> **The problem**
Type out all the records word for word. Any pictures are to be left out.

********

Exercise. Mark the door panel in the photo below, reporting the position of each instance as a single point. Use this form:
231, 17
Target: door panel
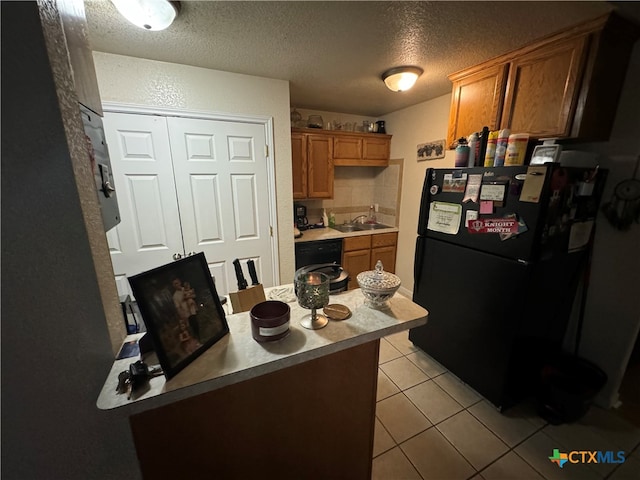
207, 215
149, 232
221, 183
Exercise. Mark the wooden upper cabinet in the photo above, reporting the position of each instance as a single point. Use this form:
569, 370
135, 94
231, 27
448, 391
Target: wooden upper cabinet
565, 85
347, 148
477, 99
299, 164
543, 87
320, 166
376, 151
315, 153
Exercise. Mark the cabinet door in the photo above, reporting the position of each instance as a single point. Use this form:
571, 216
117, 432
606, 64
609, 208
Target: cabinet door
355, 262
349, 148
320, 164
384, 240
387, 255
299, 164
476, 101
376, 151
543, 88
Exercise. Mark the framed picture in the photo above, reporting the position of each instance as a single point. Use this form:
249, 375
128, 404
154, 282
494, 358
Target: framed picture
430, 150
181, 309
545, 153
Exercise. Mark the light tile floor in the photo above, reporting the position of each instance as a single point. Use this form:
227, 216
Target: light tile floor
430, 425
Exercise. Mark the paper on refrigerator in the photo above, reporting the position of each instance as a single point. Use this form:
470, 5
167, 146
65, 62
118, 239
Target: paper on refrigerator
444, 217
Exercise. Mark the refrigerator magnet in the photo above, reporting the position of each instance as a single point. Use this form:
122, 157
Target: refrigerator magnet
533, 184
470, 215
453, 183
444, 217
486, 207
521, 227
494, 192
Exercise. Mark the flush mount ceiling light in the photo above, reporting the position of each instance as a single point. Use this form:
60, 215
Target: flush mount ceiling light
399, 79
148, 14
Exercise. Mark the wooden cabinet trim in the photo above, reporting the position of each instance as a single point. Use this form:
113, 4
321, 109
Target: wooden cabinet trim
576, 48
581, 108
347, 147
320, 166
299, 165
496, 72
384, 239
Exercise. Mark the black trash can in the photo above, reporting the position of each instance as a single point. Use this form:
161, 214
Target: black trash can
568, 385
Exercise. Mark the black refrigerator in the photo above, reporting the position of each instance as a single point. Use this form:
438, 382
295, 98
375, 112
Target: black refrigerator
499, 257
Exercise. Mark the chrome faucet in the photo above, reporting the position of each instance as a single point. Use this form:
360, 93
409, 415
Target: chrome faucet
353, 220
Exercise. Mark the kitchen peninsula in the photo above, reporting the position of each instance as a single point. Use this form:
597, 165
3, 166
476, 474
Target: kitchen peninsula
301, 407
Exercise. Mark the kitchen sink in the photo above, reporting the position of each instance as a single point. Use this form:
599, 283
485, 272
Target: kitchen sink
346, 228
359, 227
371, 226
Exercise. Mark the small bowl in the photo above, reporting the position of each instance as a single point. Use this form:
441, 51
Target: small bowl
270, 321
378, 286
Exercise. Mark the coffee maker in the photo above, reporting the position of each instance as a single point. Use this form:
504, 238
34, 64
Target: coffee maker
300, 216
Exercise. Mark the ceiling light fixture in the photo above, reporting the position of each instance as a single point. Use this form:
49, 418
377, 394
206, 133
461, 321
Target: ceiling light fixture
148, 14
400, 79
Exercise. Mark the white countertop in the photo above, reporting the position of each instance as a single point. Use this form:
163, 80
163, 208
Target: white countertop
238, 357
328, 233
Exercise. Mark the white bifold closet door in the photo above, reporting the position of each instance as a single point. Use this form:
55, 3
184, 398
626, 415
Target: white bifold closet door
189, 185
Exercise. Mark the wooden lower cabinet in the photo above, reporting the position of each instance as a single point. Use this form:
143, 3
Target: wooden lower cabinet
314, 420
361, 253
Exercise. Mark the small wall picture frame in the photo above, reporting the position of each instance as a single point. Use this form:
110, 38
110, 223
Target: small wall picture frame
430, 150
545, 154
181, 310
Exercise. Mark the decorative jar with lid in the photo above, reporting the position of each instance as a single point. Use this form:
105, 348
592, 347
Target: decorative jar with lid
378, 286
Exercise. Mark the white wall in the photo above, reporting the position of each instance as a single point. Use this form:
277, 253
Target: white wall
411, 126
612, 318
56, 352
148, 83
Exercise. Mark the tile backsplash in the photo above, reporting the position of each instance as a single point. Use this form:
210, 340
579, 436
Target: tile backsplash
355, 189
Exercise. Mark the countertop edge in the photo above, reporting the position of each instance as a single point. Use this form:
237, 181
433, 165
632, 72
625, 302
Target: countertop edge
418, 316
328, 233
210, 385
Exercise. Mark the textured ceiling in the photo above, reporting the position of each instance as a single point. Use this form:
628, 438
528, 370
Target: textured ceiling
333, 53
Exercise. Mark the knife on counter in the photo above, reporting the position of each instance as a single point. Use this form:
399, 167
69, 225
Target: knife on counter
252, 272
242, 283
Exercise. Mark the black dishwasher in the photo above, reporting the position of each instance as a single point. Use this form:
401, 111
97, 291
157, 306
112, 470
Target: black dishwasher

********

> **Exercise output**
Exercise. Mark the door panel in the photo below, reporting the position of each instance as a single point. Use this form:
231, 17
Target: door panel
207, 215
149, 232
221, 183
Exercise. Mark the wooden upper cabinet in the photo above, reporting the position of each instance as a single point. Use this form:
569, 370
135, 94
231, 27
448, 391
Target: wooden upper cabinet
565, 85
347, 148
477, 99
299, 164
543, 87
320, 166
376, 151
315, 153
Exercise. Mark the cabinet door in the photo above, reporting the position of each instance as a single point. Use this form:
571, 216
117, 432
606, 64
609, 208
Target: cabinet door
355, 262
349, 148
320, 164
384, 240
387, 255
299, 164
476, 101
376, 151
543, 88
Exercise. Mark the framed picture in the photo above, reporting the position of each instance as a single point. Use this form:
249, 375
128, 404
154, 282
494, 358
Target: framed picture
430, 150
181, 309
545, 153
Exercise. Mark the light tile floor in the photo above, reporting the position of each instance as a single point. Use this form:
227, 216
Target: light tile floor
430, 425
Exercise. Mark the paper on refrigerator in the photo above, reporting the position of each instance as a single point. Use this form:
470, 5
167, 146
65, 62
118, 239
Target: paper on refrigerator
444, 217
Exercise. Mark the refrigerator magnet in the photo above, reporting the position of each instance as a single point. Use this form:
122, 157
Target: refrigerator magnet
533, 184
470, 215
453, 183
444, 217
486, 207
521, 227
494, 192
Exercise. Mark the flush mount ceiling light in the photo above, reporting the position of each instance as a single point. Use this form:
60, 215
Target: flush mount ceiling light
399, 79
148, 14
Exercise. Mark the wooden cabinet trim in the photo above, reporting the position of each instance as a single point. Use this form:
113, 4
321, 109
Target: wooden cabinet trim
576, 48
581, 108
347, 147
320, 166
299, 165
496, 72
384, 239
Exercise. Mark the black trash can in the photo above, reporting the position of each instance as a single point. Use this form:
161, 214
Target: black trash can
568, 385
Exercise. Mark the black refrigerator in the photo above, reporting the position of each instance as a single point. Use this form:
438, 382
295, 98
375, 112
Target: black refrigerator
499, 257
Exercise. Mark the chrome faucet in the photo above, reporting the position of each instance as a single point. Use this form:
360, 93
409, 415
Target: chrome faucet
353, 220
Exercise. Mark the kitchen peninsula in the photo above, reporting the position of each instance as a single point. Use this form:
597, 165
3, 166
476, 474
Target: kitchen peninsula
301, 407
Exercise. Mark the kitchen sink in the photo above, reporting the position of each instance as a single point. Use this form:
599, 283
485, 272
Target: kitchen sink
346, 228
359, 227
371, 226
Exercise. Mark the small bowl in the photo above, reporting the position of each instance as a single point. Use this form:
441, 51
Target: small bowl
270, 321
378, 286
Exercise. Mark the coffee maker in the photo above, reporting the position of each instance as a single point. Use this form:
504, 238
34, 64
Target: coffee maker
300, 216
Exercise. Mark the ceiling light fixture in the photo above, reporting the position of each instance as a single point. Use this form:
49, 418
377, 394
206, 133
461, 321
Target: ceiling light fixture
148, 14
400, 79
Exercise. Mark the white countertop in the photo above, reporting the position of each instance as a single point. Use this form:
163, 80
163, 208
Target: white countertop
238, 357
328, 233
Exercise. Mark the white bifold closet door in the photo above, reporting the position of each instance as a single point. Use this form:
55, 3
184, 398
626, 415
Target: white bifold closet door
189, 185
Exercise. Mark the wooden lower cabinet in the photo above, reporting the position of each instance as a single point. Use this form:
143, 3
Target: wooden lower cabinet
314, 420
361, 253
Exercise. Mark the small wall picture frame in the photo above, reporting the position of each instance as a single point. Use this form:
110, 38
110, 223
Target: small wall picture frame
430, 150
545, 154
181, 310
Exercise. Mark the decorative jar with lid in the photo above, reporting the position of each instance as a single point. Use this form:
105, 348
592, 347
Target: decorative jar with lid
378, 286
Exercise. Mark the white wall in the photo above, reporting the position of each instance as a single point. Use this form:
277, 253
Target: white wall
411, 126
612, 318
56, 352
148, 83
Exercise. Mark the tile backsplash in the photo above, reporting the position of each instance as a single point. Use this form:
210, 340
579, 436
Target: tile backsplash
355, 189
Exercise. Mark the countertop edge in the photo above, reporting the position of each instance as a single point. Use this form:
237, 181
433, 165
632, 72
625, 302
Target: countertop edge
418, 316
328, 233
210, 385
Exercise. Mark the textured ceiling in the photo above, reporting the position of each instance as a single point. Use this form:
628, 438
528, 370
Target: textured ceiling
333, 53
Exercise. Mark the knife on counter in the photo above, reporting the position of each instance as a single point. Use this form:
399, 167
69, 225
Target: knife on counter
252, 272
242, 283
Exercise. Mark the black dishwasher in the photo above, reporting the position of each instance as a single point. Use this form:
401, 111
97, 291
157, 306
112, 470
Target: black dishwasher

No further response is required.